◆ BRIEF 1 ◆
Quote the stored rows word for word, everything from the row containing "Indicate every instance of the building" down through the last row.

Increasing work and consumption opportunities?

Increases happiness   2 votes - 50 %
Has no effect on happiness   2 votes - 50 %
Decreases happiness   1 vote - 25 %
Increases wealth   2 votes - 50 %
Has no effect on wealth   1 vote - 25 %
Decreases wealth   0 votes - 0 %
-   0 votes - 0 %
Anthropocene is a good idea   3 votes - 75 %
Anthropocene is a bad idea   1 vote - 25 %
 
4 Total Votes
That last bit presents an interesting question by lm (4.00 / 1) #1 Sat Feb 02, 2008 at 04:52:09 AM EST
Is there a valid difference between subjective and objective well being?

I'm not really well read on the matter, but I think there are a number of recent psychological studies that suggest that dissatisfaction increases as the number choices increase. During a time of want, one is ecstatic to have any healthy meal. During a time of plenty, one is always thinking `I'm not really in the mood to eat this. I should have ordered the other thing.' Or so the theory goes.

Perhaps Plato and Aristotle were on to something when they suggested that wealth has a golden mean. Too little and life sucks. Too little and one makes oneself miserable.


There is no more degenerate kind of state than that in which the richest are supposed to be the best.
Cicero, The Republic
Subjective and objective wellbeing by TheophileEscargot (2.00 / 0) #2 Sat Feb 02, 2008 at 05:25:45 AM EST
Most current research seems to rely on asking people to assess their own well-being. They claim though that this is somewhat validated by brain scans and comparisons across cultures.

[Stored items]
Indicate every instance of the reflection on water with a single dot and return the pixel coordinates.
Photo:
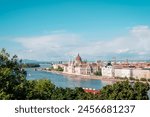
(63, 81)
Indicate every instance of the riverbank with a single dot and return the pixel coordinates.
(108, 80)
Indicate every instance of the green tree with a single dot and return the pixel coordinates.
(12, 77)
(40, 89)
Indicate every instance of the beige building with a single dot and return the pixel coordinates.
(79, 67)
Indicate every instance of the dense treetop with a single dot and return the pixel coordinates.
(13, 85)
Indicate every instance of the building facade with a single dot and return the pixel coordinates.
(80, 67)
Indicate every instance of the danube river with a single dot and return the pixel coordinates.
(63, 81)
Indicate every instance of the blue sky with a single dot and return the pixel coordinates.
(58, 29)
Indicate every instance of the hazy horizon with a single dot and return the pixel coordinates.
(48, 30)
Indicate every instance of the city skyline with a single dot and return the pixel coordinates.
(57, 30)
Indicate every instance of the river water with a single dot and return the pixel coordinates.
(63, 81)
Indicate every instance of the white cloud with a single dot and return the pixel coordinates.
(59, 46)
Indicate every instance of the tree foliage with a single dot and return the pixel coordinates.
(12, 77)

◆ BRIEF 2 ◆
Print the forum thread word for word, everything from "4 Total Votes" down to "the theory goes.".

◆ CORRECT OUTPUT 1 ◆
Indicate every instance of the building facade with a single dot and return the pixel coordinates.
(80, 67)
Indicate every instance of the danube river with a single dot and return the pixel coordinates.
(63, 81)
Indicate every instance of the blue sky with a single dot and return the pixel coordinates.
(58, 29)
Indicate every instance of the hazy horizon with a single dot and return the pixel coordinates.
(48, 30)
Indicate every instance of the city skyline with a single dot and return the pixel coordinates.
(57, 30)
Indicate every instance of the river water with a single dot and return the pixel coordinates.
(63, 81)
Indicate every instance of the white cloud with a single dot and return the pixel coordinates.
(59, 46)
Indicate every instance of the tree foliage with a single dot and return the pixel coordinates.
(12, 77)

◆ CORRECT OUTPUT 2 ◆
4 Total Votes
That last bit presents an interesting question by lm (4.00 / 1) #1 Sat Feb 02, 2008 at 04:52:09 AM EST
Is there a valid difference between subjective and objective well being?

I'm not really well read on the matter, but I think there are a number of recent psychological studies that suggest that dissatisfaction increases as the number choices increase. During a time of want, one is ecstatic to have any healthy meal. During a time of plenty, one is always thinking `I'm not really in the mood to eat this. I should have ordered the other thing.' Or so the theory goes.